• [Material to process]:
···

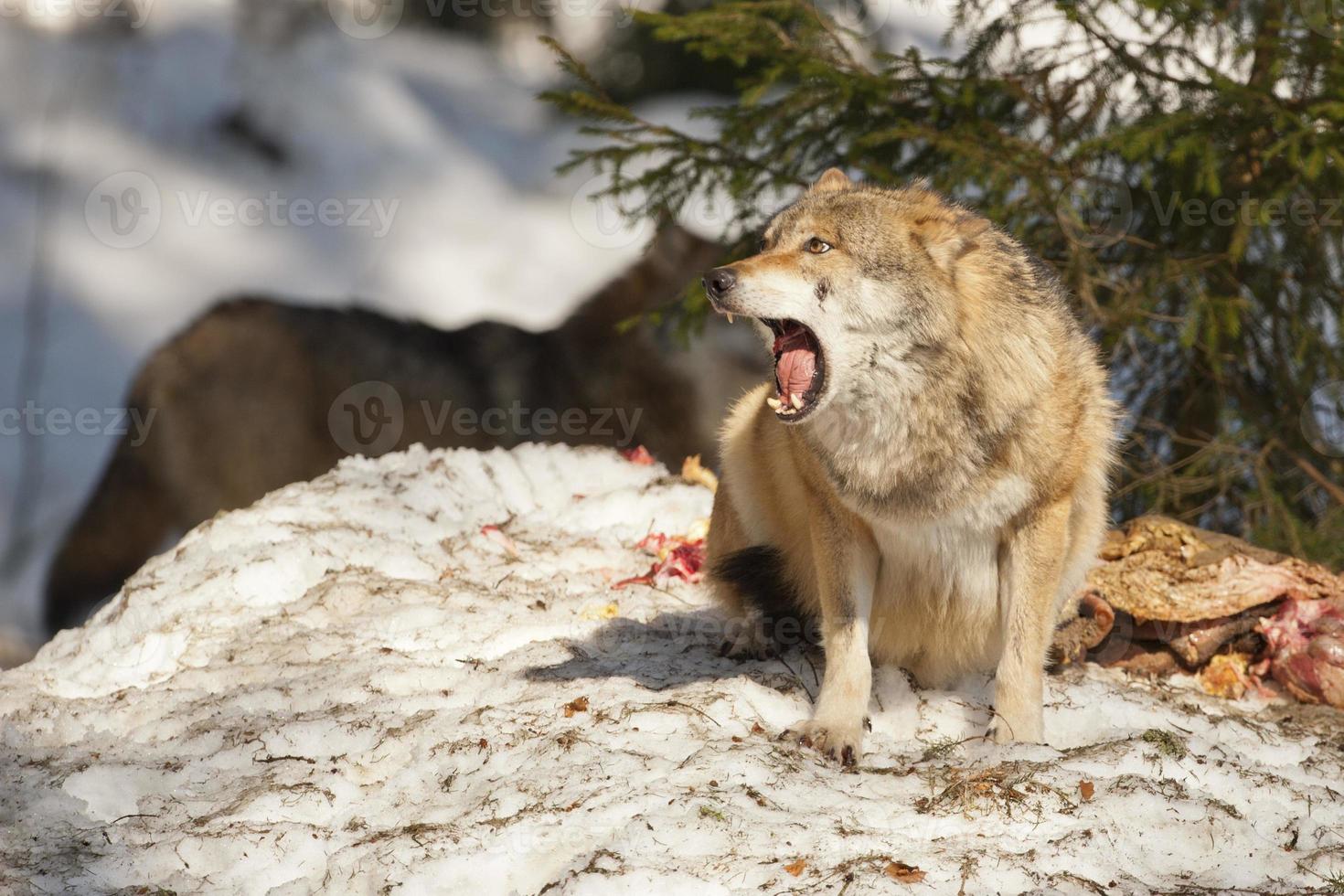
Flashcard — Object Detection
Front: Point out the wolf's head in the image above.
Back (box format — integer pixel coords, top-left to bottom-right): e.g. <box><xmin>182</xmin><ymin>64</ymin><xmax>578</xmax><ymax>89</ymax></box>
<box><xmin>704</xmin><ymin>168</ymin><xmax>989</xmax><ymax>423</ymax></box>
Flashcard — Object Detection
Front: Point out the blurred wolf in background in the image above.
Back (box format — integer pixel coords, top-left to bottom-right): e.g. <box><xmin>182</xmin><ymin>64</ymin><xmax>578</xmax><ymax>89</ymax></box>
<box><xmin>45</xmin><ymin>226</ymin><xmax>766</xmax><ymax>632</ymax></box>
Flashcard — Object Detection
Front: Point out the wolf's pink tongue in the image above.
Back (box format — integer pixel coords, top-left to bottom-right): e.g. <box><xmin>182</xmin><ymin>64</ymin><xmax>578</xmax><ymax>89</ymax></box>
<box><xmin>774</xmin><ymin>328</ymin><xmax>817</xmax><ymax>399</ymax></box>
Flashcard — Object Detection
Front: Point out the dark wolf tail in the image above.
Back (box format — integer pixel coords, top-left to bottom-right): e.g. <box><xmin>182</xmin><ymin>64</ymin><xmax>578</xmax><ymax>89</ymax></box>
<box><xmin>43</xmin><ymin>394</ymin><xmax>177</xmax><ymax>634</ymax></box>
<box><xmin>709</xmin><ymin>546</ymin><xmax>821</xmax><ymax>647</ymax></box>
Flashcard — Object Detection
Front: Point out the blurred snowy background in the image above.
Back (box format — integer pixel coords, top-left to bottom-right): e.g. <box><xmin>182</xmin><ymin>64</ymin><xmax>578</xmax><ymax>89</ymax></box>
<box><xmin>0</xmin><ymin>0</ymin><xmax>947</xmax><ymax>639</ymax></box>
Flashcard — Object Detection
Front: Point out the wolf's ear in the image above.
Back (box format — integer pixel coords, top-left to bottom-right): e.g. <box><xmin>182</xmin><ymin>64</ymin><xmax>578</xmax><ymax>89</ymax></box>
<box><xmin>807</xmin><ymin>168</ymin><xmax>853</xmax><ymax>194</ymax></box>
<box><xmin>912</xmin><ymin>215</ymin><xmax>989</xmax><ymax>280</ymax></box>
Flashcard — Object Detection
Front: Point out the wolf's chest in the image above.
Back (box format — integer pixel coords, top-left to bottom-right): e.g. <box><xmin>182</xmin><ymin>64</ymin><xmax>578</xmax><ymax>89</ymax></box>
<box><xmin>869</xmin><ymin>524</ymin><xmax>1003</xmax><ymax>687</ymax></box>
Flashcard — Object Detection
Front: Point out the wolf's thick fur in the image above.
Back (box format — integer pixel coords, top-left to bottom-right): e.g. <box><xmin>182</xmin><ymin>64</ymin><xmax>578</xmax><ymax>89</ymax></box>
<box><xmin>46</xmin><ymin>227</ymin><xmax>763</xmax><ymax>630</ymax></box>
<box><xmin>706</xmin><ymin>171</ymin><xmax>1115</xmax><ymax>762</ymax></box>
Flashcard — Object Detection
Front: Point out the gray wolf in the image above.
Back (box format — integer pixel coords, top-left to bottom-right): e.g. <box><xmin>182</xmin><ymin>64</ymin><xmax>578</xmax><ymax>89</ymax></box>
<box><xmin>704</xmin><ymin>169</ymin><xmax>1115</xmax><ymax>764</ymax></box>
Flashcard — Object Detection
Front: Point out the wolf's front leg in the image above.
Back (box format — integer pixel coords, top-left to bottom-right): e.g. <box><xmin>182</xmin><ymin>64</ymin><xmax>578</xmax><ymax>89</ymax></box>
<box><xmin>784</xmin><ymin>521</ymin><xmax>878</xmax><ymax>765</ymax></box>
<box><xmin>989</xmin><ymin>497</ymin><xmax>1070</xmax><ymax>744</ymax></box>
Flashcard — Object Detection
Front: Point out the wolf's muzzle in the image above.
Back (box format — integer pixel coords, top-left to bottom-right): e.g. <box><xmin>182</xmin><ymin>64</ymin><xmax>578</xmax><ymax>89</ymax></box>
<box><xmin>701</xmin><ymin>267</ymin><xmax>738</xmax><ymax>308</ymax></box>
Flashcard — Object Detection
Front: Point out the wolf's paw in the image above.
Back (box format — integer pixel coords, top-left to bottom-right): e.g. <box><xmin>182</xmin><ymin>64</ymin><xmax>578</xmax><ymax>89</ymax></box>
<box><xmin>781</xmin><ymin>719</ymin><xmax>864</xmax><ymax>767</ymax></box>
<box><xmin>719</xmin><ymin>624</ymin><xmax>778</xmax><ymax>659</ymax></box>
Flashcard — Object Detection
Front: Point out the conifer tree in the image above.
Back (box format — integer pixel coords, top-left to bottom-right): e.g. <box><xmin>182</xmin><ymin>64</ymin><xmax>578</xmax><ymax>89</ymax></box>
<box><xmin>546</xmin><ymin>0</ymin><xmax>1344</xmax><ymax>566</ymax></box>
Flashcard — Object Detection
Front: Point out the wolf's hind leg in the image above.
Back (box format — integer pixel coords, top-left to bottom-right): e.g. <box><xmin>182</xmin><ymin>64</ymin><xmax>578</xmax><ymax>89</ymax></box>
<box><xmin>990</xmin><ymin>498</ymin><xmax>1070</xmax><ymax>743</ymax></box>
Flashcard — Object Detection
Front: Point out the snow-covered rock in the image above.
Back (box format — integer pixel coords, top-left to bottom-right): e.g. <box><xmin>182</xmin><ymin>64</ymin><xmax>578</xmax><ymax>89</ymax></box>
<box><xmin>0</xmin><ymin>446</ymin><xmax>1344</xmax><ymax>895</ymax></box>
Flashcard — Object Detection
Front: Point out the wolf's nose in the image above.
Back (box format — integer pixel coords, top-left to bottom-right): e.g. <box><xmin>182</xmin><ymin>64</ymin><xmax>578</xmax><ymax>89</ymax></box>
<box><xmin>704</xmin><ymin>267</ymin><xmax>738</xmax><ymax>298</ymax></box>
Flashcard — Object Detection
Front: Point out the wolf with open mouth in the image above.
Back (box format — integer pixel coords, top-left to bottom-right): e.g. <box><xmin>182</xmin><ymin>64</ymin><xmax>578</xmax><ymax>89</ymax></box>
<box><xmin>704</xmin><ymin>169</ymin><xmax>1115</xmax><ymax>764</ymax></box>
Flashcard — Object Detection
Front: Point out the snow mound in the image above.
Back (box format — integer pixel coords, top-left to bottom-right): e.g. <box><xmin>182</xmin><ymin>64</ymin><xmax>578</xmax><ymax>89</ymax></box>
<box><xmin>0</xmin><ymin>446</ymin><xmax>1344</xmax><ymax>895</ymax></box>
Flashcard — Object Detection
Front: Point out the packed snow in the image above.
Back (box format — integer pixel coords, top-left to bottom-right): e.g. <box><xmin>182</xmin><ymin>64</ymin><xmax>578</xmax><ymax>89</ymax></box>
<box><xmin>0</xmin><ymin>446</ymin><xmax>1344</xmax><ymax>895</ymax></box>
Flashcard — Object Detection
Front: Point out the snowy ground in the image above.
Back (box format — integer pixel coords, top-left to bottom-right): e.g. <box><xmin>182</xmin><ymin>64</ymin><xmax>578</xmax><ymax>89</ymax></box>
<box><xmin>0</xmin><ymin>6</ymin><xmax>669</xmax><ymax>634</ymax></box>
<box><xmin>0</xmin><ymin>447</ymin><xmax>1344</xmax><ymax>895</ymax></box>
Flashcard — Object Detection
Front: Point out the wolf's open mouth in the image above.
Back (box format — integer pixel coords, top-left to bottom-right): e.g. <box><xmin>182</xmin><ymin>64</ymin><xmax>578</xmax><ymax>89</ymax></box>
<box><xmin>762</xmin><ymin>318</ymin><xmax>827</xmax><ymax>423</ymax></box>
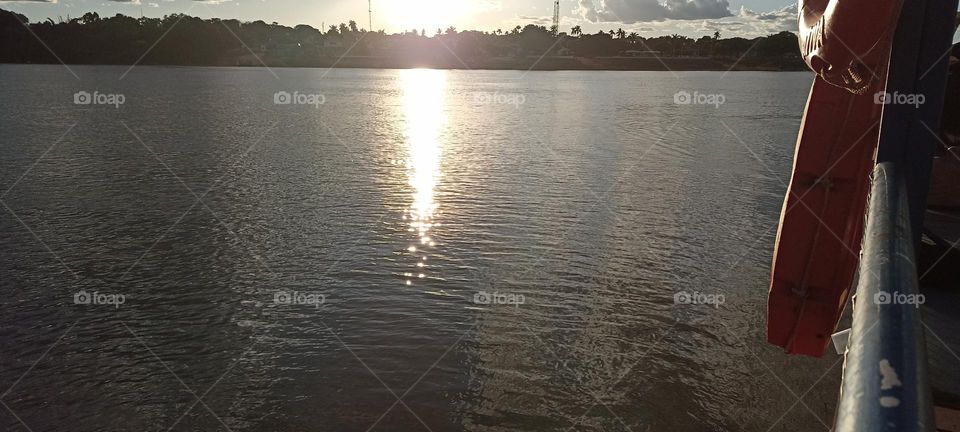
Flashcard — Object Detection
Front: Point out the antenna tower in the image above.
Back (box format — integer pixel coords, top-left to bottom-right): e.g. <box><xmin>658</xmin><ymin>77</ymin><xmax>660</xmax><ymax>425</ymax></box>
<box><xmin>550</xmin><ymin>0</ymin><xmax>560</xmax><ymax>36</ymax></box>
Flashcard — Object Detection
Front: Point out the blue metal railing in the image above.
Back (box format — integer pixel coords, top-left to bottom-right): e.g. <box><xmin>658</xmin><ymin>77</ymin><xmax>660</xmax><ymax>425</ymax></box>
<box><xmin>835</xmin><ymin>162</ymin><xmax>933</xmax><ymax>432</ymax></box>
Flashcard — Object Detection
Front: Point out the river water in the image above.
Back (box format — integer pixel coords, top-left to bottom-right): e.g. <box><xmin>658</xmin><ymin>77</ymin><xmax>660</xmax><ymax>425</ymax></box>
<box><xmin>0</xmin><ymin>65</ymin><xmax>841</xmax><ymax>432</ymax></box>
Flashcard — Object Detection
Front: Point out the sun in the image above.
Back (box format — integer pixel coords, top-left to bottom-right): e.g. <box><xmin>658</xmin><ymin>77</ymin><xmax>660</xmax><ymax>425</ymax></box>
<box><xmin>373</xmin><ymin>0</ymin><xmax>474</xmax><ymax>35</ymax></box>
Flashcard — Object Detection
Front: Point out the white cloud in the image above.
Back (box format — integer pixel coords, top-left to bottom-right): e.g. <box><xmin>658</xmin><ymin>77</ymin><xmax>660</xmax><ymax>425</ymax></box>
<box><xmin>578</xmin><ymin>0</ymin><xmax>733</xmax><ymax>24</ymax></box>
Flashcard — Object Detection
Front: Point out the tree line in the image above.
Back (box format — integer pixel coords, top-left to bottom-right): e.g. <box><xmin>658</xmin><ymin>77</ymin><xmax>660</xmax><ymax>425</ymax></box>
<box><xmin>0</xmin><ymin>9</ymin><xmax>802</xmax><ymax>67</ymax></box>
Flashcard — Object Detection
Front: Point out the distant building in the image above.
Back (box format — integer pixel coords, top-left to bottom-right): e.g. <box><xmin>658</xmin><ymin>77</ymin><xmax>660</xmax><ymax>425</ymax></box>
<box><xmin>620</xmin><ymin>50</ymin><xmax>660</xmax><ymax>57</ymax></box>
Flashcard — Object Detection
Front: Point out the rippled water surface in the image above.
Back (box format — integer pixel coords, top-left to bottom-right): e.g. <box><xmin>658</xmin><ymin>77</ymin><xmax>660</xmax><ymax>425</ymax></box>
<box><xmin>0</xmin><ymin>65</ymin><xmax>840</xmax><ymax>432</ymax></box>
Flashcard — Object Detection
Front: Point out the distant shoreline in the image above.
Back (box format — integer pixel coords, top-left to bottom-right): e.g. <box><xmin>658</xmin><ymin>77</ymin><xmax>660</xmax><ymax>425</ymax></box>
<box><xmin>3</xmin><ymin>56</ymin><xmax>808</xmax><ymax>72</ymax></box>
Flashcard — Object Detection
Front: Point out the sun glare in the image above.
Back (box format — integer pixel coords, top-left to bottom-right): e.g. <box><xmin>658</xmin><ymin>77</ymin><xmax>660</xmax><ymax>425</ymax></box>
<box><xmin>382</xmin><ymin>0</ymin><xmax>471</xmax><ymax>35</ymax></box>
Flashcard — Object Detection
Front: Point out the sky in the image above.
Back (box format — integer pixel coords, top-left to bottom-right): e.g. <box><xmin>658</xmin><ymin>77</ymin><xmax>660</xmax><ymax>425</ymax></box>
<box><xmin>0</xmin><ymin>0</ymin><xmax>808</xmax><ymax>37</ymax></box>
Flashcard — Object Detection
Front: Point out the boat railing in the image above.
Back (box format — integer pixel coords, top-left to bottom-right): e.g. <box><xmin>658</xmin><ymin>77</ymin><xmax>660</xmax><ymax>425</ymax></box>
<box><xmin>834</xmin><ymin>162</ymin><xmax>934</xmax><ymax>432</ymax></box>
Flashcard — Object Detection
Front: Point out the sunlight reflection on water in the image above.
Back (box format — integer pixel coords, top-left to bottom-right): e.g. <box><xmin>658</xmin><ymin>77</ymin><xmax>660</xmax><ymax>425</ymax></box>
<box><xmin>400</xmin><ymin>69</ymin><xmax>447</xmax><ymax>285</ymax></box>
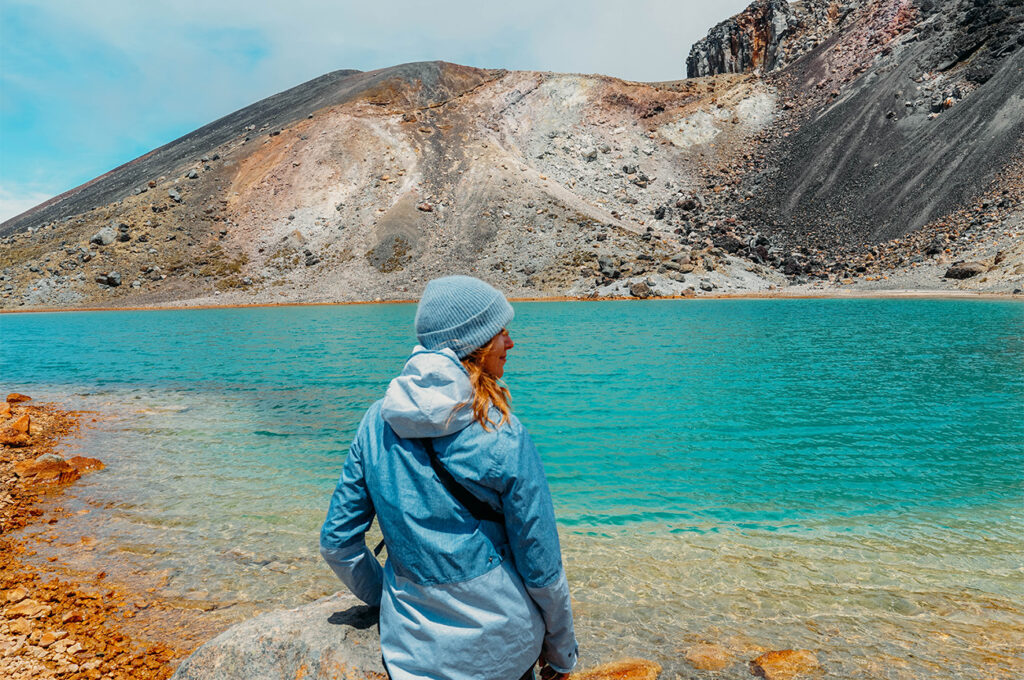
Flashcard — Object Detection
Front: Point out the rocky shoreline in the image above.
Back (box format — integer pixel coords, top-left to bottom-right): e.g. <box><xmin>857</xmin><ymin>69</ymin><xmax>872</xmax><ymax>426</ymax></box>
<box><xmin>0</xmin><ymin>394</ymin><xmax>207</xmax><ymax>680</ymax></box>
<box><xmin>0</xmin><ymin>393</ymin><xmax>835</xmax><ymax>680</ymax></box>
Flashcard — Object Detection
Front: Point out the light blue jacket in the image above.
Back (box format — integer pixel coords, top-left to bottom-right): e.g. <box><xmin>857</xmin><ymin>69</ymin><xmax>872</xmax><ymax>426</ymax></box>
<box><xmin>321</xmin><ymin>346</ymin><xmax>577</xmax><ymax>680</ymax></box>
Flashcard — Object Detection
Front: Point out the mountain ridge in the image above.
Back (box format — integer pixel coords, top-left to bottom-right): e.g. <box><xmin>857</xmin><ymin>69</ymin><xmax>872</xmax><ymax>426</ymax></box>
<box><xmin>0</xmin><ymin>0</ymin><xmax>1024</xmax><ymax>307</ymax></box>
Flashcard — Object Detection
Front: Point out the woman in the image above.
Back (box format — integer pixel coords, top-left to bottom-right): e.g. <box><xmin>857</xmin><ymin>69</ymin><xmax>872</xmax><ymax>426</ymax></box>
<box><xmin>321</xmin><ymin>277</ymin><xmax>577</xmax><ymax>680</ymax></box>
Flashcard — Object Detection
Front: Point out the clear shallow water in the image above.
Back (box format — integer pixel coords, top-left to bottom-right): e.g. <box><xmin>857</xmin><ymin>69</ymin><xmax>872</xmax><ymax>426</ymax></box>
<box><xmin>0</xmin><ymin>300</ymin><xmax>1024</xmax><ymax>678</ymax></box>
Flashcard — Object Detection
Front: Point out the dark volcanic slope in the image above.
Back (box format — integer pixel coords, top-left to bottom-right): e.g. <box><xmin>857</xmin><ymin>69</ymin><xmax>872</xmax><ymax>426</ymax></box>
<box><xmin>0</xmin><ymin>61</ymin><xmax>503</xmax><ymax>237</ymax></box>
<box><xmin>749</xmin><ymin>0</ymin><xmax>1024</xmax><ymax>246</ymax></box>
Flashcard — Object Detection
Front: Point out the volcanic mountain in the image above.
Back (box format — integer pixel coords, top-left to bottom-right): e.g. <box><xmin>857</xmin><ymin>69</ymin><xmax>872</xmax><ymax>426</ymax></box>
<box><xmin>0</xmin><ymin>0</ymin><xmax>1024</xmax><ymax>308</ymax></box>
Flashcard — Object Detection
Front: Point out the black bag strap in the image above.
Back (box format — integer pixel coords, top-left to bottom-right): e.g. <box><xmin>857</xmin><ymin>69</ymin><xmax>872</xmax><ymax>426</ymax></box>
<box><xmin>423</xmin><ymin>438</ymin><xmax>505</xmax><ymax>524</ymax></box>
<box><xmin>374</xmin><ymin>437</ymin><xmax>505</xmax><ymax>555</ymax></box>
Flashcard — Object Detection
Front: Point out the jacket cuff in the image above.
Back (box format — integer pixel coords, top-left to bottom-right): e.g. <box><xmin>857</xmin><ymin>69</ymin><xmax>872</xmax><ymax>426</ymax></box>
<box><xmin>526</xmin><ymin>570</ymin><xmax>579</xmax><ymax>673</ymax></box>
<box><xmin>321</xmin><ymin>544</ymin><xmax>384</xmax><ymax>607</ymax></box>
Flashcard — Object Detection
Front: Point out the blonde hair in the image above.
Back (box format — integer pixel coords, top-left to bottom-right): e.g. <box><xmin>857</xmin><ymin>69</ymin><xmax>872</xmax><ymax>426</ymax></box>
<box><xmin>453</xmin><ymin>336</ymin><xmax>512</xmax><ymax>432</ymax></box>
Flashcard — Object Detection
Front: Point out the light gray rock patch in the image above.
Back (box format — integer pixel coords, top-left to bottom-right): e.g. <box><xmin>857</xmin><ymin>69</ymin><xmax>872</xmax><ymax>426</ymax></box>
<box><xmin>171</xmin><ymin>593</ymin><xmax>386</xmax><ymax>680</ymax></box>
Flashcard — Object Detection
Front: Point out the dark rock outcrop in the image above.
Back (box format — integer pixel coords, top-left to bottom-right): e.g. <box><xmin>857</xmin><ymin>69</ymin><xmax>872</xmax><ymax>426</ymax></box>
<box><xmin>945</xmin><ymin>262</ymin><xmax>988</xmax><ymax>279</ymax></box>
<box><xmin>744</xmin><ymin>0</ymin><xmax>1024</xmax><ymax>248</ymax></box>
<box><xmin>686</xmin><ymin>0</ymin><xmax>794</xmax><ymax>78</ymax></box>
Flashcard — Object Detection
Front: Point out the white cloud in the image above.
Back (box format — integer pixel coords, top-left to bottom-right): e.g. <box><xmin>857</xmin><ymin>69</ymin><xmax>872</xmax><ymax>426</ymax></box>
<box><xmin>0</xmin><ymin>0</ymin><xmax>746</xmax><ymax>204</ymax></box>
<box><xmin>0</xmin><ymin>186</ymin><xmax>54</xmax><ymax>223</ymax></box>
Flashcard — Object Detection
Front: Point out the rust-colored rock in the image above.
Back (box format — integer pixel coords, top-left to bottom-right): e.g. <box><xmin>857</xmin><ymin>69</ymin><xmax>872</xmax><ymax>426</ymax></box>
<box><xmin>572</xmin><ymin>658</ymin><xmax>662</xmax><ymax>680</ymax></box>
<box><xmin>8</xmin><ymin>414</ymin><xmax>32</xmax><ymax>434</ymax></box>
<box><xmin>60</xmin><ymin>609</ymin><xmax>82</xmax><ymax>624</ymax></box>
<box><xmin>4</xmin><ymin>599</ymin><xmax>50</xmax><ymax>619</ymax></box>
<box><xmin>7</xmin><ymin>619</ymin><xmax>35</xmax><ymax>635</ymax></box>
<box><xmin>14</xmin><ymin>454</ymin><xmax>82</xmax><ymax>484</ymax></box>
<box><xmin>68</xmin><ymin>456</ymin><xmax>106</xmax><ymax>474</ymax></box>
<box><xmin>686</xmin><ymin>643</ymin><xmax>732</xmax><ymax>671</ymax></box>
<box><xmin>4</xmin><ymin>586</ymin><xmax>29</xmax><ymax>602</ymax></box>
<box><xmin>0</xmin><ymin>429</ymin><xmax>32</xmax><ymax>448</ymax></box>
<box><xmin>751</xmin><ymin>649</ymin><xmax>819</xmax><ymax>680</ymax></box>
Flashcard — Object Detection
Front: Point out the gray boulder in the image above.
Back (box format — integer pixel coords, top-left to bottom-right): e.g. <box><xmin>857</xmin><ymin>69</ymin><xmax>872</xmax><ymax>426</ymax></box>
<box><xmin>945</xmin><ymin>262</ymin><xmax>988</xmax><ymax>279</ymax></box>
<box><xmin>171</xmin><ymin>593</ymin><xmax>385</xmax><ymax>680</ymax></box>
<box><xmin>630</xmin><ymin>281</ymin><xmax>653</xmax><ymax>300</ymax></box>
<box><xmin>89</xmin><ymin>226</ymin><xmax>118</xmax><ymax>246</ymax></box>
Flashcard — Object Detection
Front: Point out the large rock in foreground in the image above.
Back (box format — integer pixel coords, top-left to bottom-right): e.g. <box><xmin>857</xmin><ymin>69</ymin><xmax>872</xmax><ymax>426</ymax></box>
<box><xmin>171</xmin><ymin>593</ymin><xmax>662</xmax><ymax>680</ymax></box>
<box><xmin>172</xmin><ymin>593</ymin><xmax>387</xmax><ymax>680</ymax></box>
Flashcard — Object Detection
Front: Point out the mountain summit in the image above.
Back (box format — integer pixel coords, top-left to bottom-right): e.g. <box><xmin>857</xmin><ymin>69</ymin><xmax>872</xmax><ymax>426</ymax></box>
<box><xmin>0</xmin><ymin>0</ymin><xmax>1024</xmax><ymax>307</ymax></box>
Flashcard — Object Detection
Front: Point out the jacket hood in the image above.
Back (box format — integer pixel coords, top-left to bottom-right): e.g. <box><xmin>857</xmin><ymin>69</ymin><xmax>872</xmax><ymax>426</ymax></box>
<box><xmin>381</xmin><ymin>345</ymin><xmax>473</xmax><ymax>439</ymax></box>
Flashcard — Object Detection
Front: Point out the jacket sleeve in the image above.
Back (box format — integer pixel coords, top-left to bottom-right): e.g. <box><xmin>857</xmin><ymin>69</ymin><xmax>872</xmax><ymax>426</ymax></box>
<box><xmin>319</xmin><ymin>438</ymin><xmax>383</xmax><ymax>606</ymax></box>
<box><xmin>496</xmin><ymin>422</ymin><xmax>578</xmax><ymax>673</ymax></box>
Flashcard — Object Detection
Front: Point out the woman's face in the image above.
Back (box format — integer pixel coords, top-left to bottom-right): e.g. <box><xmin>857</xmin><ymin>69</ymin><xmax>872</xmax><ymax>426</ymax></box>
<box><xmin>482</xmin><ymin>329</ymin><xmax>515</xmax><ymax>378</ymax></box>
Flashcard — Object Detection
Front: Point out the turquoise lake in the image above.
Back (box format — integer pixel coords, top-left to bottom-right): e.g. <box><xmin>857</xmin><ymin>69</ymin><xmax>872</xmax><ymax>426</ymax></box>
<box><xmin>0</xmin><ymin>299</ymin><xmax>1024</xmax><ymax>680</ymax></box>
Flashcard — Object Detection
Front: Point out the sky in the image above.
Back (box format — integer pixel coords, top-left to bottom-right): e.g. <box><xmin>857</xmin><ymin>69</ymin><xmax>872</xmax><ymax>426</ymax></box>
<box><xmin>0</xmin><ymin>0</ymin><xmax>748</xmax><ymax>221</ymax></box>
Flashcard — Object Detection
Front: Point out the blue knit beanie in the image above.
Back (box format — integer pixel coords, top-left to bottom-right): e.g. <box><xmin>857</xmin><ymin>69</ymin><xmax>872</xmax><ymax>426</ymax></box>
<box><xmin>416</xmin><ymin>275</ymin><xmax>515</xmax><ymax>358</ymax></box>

···

• [Stated exercise]: List every line of the listing above that contains the string "shoreline", matching case exactly.

• [Exercise result]:
Front: Point out the distant shoreline in the image above.
Front: Point out the rocky shoreline in the image above.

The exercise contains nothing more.